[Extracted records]
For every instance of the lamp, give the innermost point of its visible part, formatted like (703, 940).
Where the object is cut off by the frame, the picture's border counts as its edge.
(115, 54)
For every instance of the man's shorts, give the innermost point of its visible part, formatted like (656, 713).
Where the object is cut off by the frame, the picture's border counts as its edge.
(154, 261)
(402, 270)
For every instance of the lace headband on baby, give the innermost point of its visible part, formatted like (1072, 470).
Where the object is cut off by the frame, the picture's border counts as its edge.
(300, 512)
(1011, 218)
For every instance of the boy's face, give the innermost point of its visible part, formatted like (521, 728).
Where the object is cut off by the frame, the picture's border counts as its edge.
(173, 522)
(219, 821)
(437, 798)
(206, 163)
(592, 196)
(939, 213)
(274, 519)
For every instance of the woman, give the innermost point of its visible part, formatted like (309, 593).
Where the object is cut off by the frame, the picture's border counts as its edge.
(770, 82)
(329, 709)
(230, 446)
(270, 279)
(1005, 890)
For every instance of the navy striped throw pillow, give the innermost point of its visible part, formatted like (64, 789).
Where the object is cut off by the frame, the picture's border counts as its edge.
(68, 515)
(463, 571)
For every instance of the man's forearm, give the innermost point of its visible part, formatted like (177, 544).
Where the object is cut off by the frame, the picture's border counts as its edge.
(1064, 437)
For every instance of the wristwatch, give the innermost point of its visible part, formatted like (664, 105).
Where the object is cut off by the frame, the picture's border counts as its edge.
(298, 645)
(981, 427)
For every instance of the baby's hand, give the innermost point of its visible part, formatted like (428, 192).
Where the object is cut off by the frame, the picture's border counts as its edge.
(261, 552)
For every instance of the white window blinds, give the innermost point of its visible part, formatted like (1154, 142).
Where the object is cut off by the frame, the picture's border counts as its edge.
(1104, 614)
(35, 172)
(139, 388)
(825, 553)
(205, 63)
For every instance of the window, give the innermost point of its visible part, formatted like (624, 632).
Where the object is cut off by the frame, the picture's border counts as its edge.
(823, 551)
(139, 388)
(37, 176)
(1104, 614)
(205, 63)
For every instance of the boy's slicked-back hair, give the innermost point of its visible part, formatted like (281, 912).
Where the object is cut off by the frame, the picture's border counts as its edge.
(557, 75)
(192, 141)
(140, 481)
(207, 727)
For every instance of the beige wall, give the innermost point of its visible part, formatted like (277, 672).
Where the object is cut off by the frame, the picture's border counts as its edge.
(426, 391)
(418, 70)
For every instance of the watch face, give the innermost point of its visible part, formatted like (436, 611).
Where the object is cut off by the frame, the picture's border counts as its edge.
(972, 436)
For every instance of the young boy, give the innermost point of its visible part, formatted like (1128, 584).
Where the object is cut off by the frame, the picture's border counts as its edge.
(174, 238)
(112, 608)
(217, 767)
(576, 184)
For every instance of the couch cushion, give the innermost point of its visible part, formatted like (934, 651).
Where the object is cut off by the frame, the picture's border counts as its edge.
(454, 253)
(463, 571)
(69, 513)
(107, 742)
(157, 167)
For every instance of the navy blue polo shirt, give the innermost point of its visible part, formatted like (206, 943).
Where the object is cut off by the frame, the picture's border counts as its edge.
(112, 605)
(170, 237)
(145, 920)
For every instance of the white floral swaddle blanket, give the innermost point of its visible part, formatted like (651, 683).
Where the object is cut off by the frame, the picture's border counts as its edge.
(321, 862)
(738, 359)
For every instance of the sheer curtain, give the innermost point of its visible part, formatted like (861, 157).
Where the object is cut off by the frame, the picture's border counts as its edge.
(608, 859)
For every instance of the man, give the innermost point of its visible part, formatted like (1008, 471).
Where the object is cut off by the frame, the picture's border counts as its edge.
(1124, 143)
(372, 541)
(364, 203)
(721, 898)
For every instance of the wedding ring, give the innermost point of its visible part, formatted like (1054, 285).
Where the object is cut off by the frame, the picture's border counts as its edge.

What to produce |
For the word "baby", count the lines of the records that contain it and give only the number.

Exercise solution |
2